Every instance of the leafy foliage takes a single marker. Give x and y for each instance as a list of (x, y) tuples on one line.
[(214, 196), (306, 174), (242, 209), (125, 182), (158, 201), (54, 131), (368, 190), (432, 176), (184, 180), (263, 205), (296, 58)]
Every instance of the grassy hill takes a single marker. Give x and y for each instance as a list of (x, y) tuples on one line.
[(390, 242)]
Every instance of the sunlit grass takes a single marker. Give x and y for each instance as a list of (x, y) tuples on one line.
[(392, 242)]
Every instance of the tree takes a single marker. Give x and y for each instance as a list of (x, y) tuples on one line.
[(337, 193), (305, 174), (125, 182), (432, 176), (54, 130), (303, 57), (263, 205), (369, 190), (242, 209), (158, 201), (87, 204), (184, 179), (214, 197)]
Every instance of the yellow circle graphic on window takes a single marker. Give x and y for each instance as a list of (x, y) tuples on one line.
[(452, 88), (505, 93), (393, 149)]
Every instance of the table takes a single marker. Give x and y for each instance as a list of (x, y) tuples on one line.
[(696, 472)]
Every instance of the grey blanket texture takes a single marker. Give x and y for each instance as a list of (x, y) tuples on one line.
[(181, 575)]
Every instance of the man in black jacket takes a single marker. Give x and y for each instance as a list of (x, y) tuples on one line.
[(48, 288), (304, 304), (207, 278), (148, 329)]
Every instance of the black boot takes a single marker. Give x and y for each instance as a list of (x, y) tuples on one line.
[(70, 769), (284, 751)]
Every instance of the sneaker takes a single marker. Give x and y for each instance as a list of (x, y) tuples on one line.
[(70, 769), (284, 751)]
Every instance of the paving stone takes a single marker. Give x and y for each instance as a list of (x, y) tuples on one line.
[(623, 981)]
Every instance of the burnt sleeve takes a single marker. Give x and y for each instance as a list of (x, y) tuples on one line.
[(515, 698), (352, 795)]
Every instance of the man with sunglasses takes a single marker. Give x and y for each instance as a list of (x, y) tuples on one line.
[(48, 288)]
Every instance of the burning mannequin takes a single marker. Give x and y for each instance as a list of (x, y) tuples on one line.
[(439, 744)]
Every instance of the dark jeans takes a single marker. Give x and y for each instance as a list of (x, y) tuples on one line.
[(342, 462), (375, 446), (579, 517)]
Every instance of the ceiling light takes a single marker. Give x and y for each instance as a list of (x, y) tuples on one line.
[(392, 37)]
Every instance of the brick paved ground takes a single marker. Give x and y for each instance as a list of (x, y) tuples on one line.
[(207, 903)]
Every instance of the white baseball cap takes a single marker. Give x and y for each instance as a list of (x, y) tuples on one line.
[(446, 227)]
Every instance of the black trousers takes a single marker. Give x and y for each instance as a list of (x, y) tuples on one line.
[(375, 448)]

+ + +

* What is required: Rewrite the listing above, replacing "tuples" with "pairs" everywhere and leaving everything else unchanged.

* Finished exercise:
Every instance of the leafy foliage takes a single marker. Give x and y for each instance as a list of (x, y) pairs on one line.
[(214, 196), (306, 174), (242, 209), (125, 182), (158, 201), (54, 131), (368, 190), (432, 176), (184, 180), (263, 205), (296, 58)]
Every instance of the grassy hill takes a single marker. Give x and y for each instance as a list of (x, y) pairs on one line.
[(390, 242)]
Every instance of the sunlit grass takes a single marker. Give x and y for each instance as a list of (x, y) pairs on one line.
[(392, 242)]
Every instance of the tree takes a single marker. Give x and y for each instance as a list of (x, y) pairs on one line.
[(337, 193), (305, 174), (125, 182), (432, 176), (54, 130), (303, 57), (263, 205), (369, 190), (242, 209), (158, 201), (87, 204), (184, 179), (214, 197)]
Every instance of the yellow circle graphic on window takes a single marker. Give x and y for each instance as a list of (x, y) pairs on one line.
[(452, 88), (505, 93), (393, 149)]
Every instance of the table takes a single marker. Give x and y for each instance as a list of (x, y) pairs on one line.
[(696, 472)]
Every instance of the grey blanket texture takes a single marker. Give x and y for each instance as a list of (x, y) pairs on one line.
[(181, 575)]
Every instance of the man in black jacket takes a single marker. Give x and y for each instance as a list of (x, y) pairs on one line.
[(48, 288), (304, 304), (207, 278), (148, 329)]
Every instance of the black boot takes a single marker. Give x and y for each instance as a list of (x, y) pairs on one line.
[(70, 769), (284, 751)]
Every instance of the sneaker takes a single marker. Give x and y for each instance as a list of (x, y) pairs on one line.
[(70, 769), (284, 751)]
Every instance of the paving stone takes a single marker. Give x and y for each instance as a list of (x, y) pairs on one line.
[(623, 981)]
Every instance of the burnt sleeve takes a single marker. Give x and y for each instance as a list of (x, y) pairs on one line.
[(515, 698), (352, 795)]
Every instance of the man with sunglasses takes a single marker. Give x and y for each instance as a list of (x, y) pairs on one line.
[(48, 288)]
Every instance of the burning mannequin takes a single marker. Give x and y for each instance as a list of (x, y) pairs on one line.
[(439, 744)]
Every instance of the dark jeans takes a single marker. Give x and y for each instance as a list of (x, y) pairs on one line.
[(342, 462), (375, 446), (579, 517)]
Every instance of the ceiling light takes a single marker. Give x and y for each instance as a list of (x, y) pairs on one line.
[(392, 37)]
Every instance of the brick paved ground takes a single marker. Give x and y for each instance as a list of (x, y) pairs on one line.
[(207, 903)]
Every instance of the white baseball cap takes a single marker. Give x and y for each instance as a list of (x, y) pairs on one line.
[(446, 227)]
Every instance of the black trousers takes a single marker. Give x and y for each instance as a list of (x, y) pairs on one line.
[(375, 448)]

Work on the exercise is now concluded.